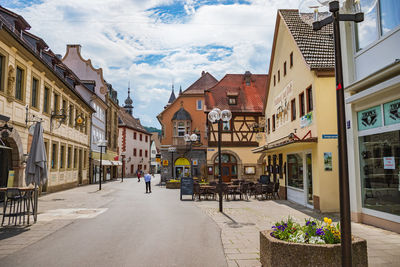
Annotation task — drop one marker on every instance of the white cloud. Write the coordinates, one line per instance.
(115, 34)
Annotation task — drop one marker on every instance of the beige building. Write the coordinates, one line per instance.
(300, 110)
(36, 86)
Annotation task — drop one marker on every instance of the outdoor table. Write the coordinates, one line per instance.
(25, 190)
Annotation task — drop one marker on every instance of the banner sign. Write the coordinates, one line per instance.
(392, 112)
(369, 118)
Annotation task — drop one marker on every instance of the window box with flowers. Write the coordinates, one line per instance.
(315, 243)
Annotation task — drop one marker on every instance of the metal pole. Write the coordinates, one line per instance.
(101, 160)
(220, 165)
(344, 195)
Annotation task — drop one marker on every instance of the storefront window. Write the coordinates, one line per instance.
(380, 171)
(295, 170)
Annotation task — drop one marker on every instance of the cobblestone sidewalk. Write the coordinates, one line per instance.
(242, 221)
(56, 211)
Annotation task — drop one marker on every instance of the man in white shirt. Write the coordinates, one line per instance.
(147, 179)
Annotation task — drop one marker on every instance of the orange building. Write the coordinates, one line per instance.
(185, 115)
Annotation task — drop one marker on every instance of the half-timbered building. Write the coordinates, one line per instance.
(243, 95)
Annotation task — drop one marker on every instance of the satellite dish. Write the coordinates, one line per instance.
(32, 129)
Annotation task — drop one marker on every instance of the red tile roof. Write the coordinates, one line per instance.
(249, 98)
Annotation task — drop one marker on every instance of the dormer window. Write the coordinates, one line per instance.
(232, 100)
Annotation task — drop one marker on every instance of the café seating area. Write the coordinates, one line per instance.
(262, 189)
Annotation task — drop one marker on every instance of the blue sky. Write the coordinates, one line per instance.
(155, 43)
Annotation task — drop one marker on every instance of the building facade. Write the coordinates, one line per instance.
(185, 115)
(372, 89)
(36, 86)
(133, 140)
(105, 118)
(243, 95)
(301, 130)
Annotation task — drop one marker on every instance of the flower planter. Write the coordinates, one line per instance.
(275, 252)
(174, 185)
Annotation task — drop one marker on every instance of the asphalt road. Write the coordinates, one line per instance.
(137, 229)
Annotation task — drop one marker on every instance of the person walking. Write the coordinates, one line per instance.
(147, 179)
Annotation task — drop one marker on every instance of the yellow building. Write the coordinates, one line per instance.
(36, 86)
(300, 110)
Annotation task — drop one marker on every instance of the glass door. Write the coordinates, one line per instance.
(309, 179)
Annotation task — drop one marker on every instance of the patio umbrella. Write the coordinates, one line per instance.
(36, 165)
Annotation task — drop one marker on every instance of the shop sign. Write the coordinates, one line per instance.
(389, 163)
(392, 112)
(369, 118)
(306, 120)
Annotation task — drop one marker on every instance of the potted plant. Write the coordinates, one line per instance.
(315, 243)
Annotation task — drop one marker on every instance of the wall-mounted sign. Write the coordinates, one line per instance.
(327, 161)
(369, 118)
(306, 120)
(389, 163)
(392, 112)
(329, 136)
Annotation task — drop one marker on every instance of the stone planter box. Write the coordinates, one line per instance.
(175, 185)
(275, 252)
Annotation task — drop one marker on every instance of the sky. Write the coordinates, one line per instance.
(153, 44)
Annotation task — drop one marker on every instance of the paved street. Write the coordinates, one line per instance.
(119, 226)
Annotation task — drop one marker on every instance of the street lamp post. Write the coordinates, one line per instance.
(344, 195)
(218, 116)
(101, 144)
(190, 138)
(123, 159)
(172, 150)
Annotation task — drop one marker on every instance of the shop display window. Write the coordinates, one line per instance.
(380, 171)
(295, 170)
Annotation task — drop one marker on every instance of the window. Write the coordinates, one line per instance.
(181, 129)
(284, 68)
(62, 156)
(382, 18)
(301, 103)
(291, 59)
(75, 157)
(199, 104)
(71, 115)
(232, 100)
(2, 71)
(46, 100)
(19, 84)
(309, 99)
(293, 109)
(69, 157)
(55, 102)
(226, 126)
(54, 153)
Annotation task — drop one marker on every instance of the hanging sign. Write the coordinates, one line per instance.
(392, 112)
(369, 118)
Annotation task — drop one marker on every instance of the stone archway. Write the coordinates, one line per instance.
(17, 154)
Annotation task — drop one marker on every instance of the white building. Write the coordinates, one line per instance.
(372, 85)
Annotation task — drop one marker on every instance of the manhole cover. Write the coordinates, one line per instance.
(85, 211)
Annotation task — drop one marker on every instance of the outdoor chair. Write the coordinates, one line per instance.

## DESCRIPTION OF THE TASK:
Write down the full listing above exactly as it is, except for any images.

## YOUR SOLUTION:
Annotation task — drop one marker on every instance of the white cloud. Write the coordinates, one line per instance.
(115, 34)
Annotation task — drop one marker on every instance of the beige building. Write the coordinates, one line per instance.
(300, 110)
(36, 86)
Annotation task — drop one marker on every instance of the outdoor table. Write the coordinates, one line per instance.
(25, 190)
Annotation task — drop one marker on every instance of the banner sign. Write the coordinates, one line per instance.
(392, 112)
(369, 118)
Annotation task — drop one marker on every instance of the window box with flowers. Write the coordinates, one line per instance.
(315, 243)
Annotation task — drop one marker on every instance of the metal pole. Write the coordinates, one line per instance.
(101, 160)
(220, 165)
(344, 195)
Annotation task — drop one marker on every instance of the storefront window. Write the coordinates, one line per instance.
(380, 171)
(295, 170)
Annotation task — drop one marker on every instance of the cobblestone sidewalk. Write the coordinates, one line per instance.
(242, 221)
(56, 211)
Annotation task — drop one marker on every instance of the man in white shirt. Write the coordinates, one line per instance.
(147, 179)
Annotation task — drop one marker on every instance of the orange building. Write the coordinates, one line per instance.
(185, 115)
Annotation task — drop one marker on every instance of the half-timbered building. Write the coordinates, one line per instance.
(243, 95)
Annotation task — drop one marker on every instance of the satellite dish. Write the coordinates, one line per instance.
(32, 129)
Annotation task — drop one marker on every instance of the red tile roof. Write the coordinates, one line per instance.
(249, 98)
Annotation task — drop one marker on every instance of the dormer window. Write the coordinates, one line per instance.
(232, 100)
Annotation task — drop one marker on every instance of the café seating area. Write the coordinates, one line per instance.
(262, 189)
Annotation task — drop one marker on every instance of the blue sky. Write the coordinates, one line per instance.
(155, 43)
Annotation task — drop one marker on every instance of the building facade. Write the coordinates, one line per instance.
(185, 115)
(372, 89)
(36, 86)
(133, 140)
(105, 118)
(243, 95)
(301, 130)
Annotation task — drop one marker on every instance of the flower planter. Write the coordinates, one line per instance.
(275, 252)
(174, 185)
Annotation task — drop one marker on every instance of the asphalt road. Write the coordinates, one line per instance.
(137, 229)
Annotation task — drop one marker on every instance of the person walking. Write the coordinates, one line per instance.
(147, 179)
Annotation task — drop one marker on every instance of the yellow building. Write the coordinates, one line per instance.
(36, 86)
(300, 110)
Annotation task — drop one marker on every instance of the glass door. Write the coordinates, one line per instance.
(309, 179)
Annotation task — drop one marker on every instance of the patio umbrella. Write the coordinates, one line per instance.
(36, 165)
Annotation task — drop one marker on every instance of the shop sign. Write the coordinates, one line per instance.
(389, 163)
(392, 112)
(369, 118)
(306, 120)
Annotation task — drop one marker on every instance of the potted plant. Write the coordinates, one line per instance.
(315, 243)
Annotation task — drop one marker on every instance of the wall-mounted sign. Write the coordinates, one line per instance.
(327, 161)
(369, 118)
(306, 120)
(389, 163)
(392, 112)
(329, 136)
Annotation task — drop one marker on every instance of the stone planter box. Write the coordinates, one line per instance.
(175, 185)
(275, 252)
Annotation task — drop one marker on every instance of the sky. Write the coordinates, one line per instance.
(153, 44)
Annotation task — drop one marker on every instance of the paved street. Write the coordinates, one line per instance.
(119, 226)
Annotation task — drop one marker on every instance of the street lamp post. Write the coordinates, one line per instance.
(344, 195)
(218, 116)
(101, 144)
(190, 138)
(123, 159)
(172, 150)
Annotation task — drop one marker on every instance of the shop display window. Write the coordinates, one line per instance.
(380, 171)
(295, 170)
Annotation task — drop one marker on every instance of the window. Write the coordinates, one line per instance.
(181, 129)
(284, 68)
(62, 156)
(382, 18)
(301, 103)
(291, 59)
(75, 157)
(199, 104)
(71, 115)
(232, 100)
(2, 71)
(46, 100)
(19, 84)
(309, 99)
(293, 109)
(69, 157)
(55, 102)
(226, 126)
(54, 153)
Annotation task — drop one marker on every instance of the hanging sign. Write the coordinates, one line per instance.
(392, 112)
(369, 118)
Annotation task — drop one marker on every instance of the stone archway. Write the coordinates, one line per instance.
(17, 154)
Annotation task — drop one marker on every instance of the white building. Write the coordinates, one line per instance.
(372, 85)
Annotation task — drop one marker on every instance of the manhole cover. Write the coordinates, one line per instance.
(85, 211)
Annotation task — drop one marker on every instance of the outdoor chair. Write the coordinates, one line per instance.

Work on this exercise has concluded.